- WORK INSTRUCTIONS
List each line of the material below that contains the word "white", counting only matches with the same capitalization.

═════ AVAILABLE RECORDS ═════

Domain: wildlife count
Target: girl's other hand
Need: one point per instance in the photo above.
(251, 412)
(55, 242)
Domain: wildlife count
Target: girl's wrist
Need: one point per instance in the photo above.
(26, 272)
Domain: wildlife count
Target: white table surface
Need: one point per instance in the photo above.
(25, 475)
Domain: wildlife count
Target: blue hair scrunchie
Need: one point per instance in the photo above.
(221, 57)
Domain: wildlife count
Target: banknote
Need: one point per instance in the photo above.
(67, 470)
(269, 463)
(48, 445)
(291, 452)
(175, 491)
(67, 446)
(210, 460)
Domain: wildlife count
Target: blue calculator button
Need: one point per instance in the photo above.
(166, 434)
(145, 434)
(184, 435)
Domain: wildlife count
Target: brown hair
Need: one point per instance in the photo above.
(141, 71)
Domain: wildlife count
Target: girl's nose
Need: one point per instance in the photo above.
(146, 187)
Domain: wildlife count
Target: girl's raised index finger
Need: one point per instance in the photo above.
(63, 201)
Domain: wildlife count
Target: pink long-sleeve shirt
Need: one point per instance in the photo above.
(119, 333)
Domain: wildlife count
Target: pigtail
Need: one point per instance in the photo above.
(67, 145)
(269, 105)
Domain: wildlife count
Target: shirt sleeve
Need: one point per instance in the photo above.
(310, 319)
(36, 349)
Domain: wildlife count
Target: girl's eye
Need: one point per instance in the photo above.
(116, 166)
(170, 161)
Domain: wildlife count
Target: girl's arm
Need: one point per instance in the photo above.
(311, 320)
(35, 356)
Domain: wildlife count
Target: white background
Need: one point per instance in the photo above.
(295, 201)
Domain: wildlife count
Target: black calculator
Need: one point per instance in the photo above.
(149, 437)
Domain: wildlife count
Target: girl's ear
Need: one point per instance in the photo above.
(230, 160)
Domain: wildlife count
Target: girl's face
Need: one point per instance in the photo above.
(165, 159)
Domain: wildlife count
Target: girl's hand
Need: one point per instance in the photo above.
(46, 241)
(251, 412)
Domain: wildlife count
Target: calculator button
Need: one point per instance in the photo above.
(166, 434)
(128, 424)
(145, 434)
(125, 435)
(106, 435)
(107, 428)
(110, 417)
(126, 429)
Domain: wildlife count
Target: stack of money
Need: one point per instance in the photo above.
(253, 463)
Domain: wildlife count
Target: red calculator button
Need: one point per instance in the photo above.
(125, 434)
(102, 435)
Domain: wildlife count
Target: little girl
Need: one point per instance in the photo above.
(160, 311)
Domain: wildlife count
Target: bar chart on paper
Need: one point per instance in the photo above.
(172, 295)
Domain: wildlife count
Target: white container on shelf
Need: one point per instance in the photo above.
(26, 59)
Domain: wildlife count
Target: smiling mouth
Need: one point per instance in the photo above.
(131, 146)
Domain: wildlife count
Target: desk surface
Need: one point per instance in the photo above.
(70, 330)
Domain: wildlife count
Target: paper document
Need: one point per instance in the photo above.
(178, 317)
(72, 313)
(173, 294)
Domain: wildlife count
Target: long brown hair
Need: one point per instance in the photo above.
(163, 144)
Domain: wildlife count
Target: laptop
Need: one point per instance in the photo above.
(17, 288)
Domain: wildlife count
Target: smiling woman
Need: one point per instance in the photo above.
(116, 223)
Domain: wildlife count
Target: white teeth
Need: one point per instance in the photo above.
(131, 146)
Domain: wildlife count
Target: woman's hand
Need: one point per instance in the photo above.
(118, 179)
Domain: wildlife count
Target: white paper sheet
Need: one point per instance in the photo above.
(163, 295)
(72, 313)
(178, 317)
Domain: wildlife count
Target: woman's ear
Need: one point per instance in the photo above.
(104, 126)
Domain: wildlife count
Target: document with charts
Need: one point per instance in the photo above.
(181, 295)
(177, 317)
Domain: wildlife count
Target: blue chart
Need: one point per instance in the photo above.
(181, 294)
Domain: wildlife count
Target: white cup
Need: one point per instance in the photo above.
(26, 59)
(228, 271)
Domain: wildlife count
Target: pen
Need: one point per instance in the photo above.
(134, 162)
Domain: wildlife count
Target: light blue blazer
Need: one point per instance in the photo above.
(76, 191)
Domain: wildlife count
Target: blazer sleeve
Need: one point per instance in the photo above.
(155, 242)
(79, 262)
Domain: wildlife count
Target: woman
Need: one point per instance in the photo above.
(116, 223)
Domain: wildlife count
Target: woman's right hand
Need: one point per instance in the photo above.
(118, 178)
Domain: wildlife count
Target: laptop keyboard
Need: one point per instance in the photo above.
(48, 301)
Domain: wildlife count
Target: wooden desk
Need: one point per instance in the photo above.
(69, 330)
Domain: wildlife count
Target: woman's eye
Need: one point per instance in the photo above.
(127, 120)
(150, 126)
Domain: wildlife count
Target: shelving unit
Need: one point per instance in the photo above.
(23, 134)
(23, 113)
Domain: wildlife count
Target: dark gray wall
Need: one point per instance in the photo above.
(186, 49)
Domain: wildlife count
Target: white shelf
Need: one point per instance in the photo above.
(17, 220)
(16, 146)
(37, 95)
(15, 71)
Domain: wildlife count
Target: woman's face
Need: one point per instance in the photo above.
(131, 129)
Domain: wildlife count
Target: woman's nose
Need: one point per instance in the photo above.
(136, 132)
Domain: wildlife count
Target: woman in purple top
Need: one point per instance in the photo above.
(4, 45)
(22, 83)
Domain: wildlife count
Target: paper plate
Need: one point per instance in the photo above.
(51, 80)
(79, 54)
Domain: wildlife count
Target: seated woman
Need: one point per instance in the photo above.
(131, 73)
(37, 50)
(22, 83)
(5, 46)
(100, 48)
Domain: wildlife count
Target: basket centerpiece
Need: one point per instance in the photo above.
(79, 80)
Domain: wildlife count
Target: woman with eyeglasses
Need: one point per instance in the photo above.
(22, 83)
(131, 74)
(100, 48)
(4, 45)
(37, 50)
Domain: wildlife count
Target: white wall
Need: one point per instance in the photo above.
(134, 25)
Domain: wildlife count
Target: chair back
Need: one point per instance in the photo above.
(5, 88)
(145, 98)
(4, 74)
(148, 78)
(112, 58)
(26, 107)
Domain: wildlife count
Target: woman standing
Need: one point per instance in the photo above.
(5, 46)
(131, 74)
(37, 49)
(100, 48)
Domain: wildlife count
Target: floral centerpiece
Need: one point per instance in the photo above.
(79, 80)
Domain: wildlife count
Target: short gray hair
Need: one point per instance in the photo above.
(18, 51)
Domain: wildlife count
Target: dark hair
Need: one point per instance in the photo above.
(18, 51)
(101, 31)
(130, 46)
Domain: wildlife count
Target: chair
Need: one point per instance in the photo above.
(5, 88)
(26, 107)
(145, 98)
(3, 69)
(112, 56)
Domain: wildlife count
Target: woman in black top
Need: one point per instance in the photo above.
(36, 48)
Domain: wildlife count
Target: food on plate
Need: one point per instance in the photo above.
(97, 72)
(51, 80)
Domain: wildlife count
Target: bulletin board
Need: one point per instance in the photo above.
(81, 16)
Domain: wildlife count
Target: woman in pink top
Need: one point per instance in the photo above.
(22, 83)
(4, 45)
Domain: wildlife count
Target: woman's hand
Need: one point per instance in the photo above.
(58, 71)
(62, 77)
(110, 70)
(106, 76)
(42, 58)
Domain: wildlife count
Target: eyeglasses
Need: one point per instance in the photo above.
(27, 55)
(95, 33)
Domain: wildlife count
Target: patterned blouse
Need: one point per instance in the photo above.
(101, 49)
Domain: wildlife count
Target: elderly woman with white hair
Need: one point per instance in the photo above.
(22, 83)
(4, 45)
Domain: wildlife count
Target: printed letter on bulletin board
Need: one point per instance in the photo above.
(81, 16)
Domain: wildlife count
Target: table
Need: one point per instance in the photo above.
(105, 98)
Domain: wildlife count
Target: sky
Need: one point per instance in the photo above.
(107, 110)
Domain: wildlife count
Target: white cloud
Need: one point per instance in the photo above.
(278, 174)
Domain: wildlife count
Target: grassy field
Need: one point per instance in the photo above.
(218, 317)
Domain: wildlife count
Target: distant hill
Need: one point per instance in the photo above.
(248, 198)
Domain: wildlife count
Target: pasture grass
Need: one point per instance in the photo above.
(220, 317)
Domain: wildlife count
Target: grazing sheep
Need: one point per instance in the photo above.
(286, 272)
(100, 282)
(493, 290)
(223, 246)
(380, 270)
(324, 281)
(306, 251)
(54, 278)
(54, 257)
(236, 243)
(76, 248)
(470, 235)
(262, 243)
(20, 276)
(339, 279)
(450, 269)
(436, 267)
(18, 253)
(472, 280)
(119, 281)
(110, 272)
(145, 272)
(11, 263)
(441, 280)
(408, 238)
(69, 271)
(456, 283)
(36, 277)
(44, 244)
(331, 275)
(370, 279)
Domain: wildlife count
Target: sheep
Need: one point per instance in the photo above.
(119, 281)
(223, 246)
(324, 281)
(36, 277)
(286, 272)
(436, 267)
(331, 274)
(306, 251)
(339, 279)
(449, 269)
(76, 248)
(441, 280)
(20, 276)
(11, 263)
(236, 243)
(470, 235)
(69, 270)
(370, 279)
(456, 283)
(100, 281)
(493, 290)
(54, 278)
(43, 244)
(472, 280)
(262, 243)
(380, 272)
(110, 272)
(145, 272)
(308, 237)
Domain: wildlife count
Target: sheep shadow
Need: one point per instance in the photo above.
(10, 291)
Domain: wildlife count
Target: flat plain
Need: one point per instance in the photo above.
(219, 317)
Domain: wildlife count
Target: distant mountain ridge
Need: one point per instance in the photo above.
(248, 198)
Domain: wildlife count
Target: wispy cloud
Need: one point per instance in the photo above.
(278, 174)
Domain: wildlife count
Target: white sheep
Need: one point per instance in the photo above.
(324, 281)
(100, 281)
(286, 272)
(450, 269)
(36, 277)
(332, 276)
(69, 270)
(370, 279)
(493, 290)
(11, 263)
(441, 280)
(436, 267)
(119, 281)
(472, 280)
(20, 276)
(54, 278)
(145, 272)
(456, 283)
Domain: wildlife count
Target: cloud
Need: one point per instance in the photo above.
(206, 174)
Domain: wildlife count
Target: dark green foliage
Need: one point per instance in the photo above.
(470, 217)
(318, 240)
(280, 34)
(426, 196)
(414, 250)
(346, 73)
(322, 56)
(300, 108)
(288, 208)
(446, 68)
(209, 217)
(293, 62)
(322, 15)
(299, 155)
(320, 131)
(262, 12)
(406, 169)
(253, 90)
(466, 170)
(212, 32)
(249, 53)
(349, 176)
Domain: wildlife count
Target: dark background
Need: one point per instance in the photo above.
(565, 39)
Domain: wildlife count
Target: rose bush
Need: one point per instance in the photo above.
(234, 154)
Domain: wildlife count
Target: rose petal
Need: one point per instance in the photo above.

═════

- SOLUTION
Target: white table surface
Target: white background
Target: white container on shelf
Target: white teeth
Target: white paper sheet
Target: white cup
Target: white shelf
Target: white wall
Target: elderly woman with white hair
Target: white cloud
Target: white sheep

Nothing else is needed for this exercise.